**Records shown:**
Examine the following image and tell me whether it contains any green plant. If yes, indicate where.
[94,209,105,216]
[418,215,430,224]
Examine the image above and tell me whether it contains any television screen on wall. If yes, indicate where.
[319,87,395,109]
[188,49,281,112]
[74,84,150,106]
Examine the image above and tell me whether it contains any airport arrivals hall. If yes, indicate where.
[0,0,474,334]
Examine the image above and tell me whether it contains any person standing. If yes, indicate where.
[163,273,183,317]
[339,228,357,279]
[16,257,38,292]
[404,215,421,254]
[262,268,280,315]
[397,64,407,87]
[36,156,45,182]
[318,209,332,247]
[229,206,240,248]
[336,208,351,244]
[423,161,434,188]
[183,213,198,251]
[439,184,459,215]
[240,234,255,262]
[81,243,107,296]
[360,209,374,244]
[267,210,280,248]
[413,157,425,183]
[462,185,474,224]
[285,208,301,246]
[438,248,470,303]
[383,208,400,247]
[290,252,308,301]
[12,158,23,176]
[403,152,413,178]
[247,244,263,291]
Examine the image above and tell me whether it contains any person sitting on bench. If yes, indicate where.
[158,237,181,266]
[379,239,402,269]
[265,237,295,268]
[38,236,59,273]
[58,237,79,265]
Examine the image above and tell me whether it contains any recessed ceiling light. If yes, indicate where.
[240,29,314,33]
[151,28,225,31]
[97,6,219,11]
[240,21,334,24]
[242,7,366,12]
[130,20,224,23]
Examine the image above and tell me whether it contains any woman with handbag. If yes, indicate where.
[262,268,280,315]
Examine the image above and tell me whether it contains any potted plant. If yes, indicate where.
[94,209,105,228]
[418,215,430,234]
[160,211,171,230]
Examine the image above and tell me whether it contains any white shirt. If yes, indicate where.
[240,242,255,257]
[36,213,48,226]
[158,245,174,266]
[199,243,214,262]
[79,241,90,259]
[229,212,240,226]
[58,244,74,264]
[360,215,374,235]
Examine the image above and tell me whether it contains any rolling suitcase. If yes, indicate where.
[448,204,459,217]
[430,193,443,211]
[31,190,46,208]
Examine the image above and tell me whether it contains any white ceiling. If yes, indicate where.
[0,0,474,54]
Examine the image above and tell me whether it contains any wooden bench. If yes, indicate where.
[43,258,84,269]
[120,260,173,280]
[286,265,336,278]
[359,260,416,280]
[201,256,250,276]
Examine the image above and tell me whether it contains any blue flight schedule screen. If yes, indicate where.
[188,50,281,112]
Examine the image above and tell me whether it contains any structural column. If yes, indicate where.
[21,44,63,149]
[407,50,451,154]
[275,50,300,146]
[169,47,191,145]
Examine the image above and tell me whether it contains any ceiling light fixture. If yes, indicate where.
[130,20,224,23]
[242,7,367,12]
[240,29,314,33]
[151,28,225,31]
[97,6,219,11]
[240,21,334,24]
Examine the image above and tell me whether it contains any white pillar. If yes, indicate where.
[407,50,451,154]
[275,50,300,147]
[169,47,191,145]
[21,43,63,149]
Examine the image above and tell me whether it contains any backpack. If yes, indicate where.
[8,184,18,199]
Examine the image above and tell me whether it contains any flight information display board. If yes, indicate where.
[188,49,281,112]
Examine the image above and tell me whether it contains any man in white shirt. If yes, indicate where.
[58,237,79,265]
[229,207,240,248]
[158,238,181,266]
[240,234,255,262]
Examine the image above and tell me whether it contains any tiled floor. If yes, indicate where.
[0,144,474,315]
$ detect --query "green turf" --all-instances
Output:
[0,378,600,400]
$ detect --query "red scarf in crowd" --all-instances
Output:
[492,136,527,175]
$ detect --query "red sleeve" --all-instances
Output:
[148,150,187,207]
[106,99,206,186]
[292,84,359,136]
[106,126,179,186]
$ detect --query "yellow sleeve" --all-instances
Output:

**Set problem:** Can you write out all of the items above again, swapping "Examine" for "Inspect" and leaving everything else unchanged?

**Solution:**
Inspect the following image and tell me whether it contains any green plant. If yes, indicate where.
[94,209,105,216]
[418,215,430,224]
Inspect the image above and tell me whether it contains any television screen on wall. If yes, indicate where.
[319,87,395,109]
[188,49,281,112]
[74,84,150,106]
Inspect the image above and tell me whether it contains any airport arrivals hall. If yes, indicate where.
[0,0,474,334]
Inspect the image above and tell me whether it contains any person standing. If yes, indicate where.
[163,273,183,317]
[339,228,357,279]
[16,257,38,292]
[404,215,421,254]
[262,268,280,315]
[397,64,407,87]
[36,156,45,182]
[318,209,332,247]
[229,206,240,248]
[336,208,351,244]
[423,161,434,188]
[183,213,198,251]
[439,184,459,215]
[240,234,255,262]
[81,243,107,296]
[360,209,374,244]
[267,210,280,248]
[413,157,425,183]
[462,185,474,224]
[285,208,301,246]
[438,248,470,303]
[383,208,400,247]
[290,252,308,301]
[12,158,23,176]
[403,152,413,178]
[247,244,263,291]
Inspect the image above and tell me whether it contains any person sitting on bench. If yes, indicate where.
[158,237,181,266]
[379,239,402,269]
[265,237,295,268]
[38,236,59,273]
[58,237,79,265]
Inspect the image above and tell me whether it contains any recessed ceiling light. If yes, indicate where.
[240,29,314,33]
[151,28,225,31]
[97,6,219,11]
[240,21,334,24]
[242,7,366,12]
[130,20,224,23]
Inspect the image above and tell me whether it contains any woman with handbag. If yes, indicate where.
[262,268,280,315]
Inspect the image above and tell me whether it contains any potted plant. If yes, indicate where.
[94,209,105,228]
[418,215,430,234]
[160,211,171,230]
Inspect the image above and tell me whether it contains any white shirt. If yes, indicate where.
[240,242,255,257]
[36,213,48,226]
[158,245,174,266]
[199,243,214,262]
[79,241,90,259]
[229,212,240,226]
[58,244,74,264]
[360,215,374,235]
Inspect the image above and tell me whether it contains any rolling suitcase. If yes, indicate where.
[448,204,459,217]
[430,193,443,211]
[31,190,46,208]
Inspect the image above and tell me whether it contains any white ceiling. If yes, indicate where.
[0,0,474,54]
Inspect the image above and tell me whether it contains any wooden bench. If yes, indicate where.
[43,258,84,269]
[120,260,173,280]
[286,265,336,278]
[359,260,416,280]
[201,256,250,276]
Inspect the image above and tell me whether it contains any blue flight schedule screen. If yes, indicate where.
[188,50,281,112]
Inspect the image above and tell me whether it contains any structural column. If yes, indicate where.
[21,44,63,149]
[407,50,451,154]
[275,50,300,146]
[169,47,191,145]
Inspect the image above and tell me whether it contains any ceiling light fixture. If yes, indicate where.
[130,20,224,23]
[242,7,367,12]
[240,29,314,33]
[151,28,225,31]
[97,6,219,11]
[240,21,334,24]
Inspect the image above and tell me whether it contains any white pillar. If yes, indicate where.
[407,50,451,154]
[275,50,300,147]
[169,47,191,145]
[21,43,63,149]
Inspect the image above and tell me whether it contains any backpack. If yes, indicate where.
[8,184,18,199]
Inspect the image above and tell me whether it contains any flight information display board. If yes, indicate where.
[188,49,281,112]
Inspect the image above and tell me whether it contains any man in white shirt. If yes, indicate where.
[58,237,79,265]
[229,207,240,248]
[158,238,181,266]
[240,234,255,262]
Inspect the image above and tell me whether it contains any tiled floor. If yes, indicate where.
[0,144,474,315]
$ detect --query "green turf" --all-instances
Output:
[0,378,600,400]
$ detect --query "red scarf in crowd" --all-instances
Output:
[492,136,527,175]
$ detect --query "red sleeve" --all-instances
Output:
[148,150,187,207]
[106,99,206,186]
[292,84,359,136]
[106,126,179,186]
$ detect --query "yellow sleeve" --all-instances
Output:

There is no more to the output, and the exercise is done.